┏━━
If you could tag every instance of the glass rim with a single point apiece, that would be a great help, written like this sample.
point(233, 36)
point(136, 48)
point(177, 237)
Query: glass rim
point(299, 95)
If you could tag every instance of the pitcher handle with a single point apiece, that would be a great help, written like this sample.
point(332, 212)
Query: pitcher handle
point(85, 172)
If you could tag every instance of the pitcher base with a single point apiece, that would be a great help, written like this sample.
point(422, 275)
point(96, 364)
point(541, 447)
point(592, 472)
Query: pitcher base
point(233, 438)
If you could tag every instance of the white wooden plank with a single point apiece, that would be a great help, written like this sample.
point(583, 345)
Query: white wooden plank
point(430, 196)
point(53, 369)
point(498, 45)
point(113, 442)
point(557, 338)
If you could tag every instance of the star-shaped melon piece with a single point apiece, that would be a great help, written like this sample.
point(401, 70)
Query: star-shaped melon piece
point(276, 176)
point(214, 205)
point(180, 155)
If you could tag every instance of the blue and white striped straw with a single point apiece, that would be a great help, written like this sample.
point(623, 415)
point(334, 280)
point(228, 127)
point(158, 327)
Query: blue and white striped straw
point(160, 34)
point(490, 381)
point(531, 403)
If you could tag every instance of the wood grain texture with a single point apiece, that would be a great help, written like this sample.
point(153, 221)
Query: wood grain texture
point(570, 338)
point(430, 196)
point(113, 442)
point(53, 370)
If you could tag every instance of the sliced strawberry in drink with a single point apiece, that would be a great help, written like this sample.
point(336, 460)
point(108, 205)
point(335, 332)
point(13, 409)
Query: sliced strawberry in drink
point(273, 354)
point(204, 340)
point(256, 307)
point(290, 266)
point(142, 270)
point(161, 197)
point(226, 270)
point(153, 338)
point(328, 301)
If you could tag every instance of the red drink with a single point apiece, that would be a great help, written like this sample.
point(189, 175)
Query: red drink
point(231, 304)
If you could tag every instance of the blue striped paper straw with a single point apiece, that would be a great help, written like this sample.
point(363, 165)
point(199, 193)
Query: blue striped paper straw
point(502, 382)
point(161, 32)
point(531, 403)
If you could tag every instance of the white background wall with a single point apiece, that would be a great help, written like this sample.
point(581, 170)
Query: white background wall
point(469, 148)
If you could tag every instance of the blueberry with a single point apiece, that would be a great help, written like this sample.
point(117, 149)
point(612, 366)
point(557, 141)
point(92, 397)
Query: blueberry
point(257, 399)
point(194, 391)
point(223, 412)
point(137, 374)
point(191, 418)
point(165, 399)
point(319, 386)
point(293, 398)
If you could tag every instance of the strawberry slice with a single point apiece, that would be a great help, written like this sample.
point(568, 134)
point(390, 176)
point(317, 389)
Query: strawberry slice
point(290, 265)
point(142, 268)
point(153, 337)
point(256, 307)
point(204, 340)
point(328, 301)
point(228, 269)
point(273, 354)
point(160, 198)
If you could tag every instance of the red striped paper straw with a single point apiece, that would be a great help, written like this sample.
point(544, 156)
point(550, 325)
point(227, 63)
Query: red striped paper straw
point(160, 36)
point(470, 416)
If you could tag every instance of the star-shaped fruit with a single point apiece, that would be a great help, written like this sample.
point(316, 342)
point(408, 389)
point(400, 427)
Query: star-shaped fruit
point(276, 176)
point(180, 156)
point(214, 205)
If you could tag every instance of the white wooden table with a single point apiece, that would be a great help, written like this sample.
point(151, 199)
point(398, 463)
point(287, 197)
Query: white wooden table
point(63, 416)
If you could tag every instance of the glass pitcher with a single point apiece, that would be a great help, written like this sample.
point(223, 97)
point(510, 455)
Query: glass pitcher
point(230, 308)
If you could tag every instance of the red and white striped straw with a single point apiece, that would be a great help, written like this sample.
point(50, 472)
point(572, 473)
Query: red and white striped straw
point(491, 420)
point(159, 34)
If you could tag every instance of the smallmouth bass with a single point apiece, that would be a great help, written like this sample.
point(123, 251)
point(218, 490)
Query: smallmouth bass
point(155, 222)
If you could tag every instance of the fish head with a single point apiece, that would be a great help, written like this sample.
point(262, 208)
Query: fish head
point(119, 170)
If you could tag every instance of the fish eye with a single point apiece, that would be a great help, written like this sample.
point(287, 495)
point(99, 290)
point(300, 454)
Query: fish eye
┗━━
### [WHAT YOU HAVE TO DO]
Please output the lines of the listing above that fall in the stretch from the one with "Query: wood grain texture" through the one with "point(13, 409)", exactly and only those.

### [RESPONSE AREA]
Query: wood grain texture
point(570, 338)
point(430, 196)
point(113, 442)
point(53, 370)
If you could tag every instance of the sliced strawberry in drink with a single point apiece, that would be a great help, written like this sample.
point(336, 460)
point(108, 205)
point(335, 332)
point(13, 409)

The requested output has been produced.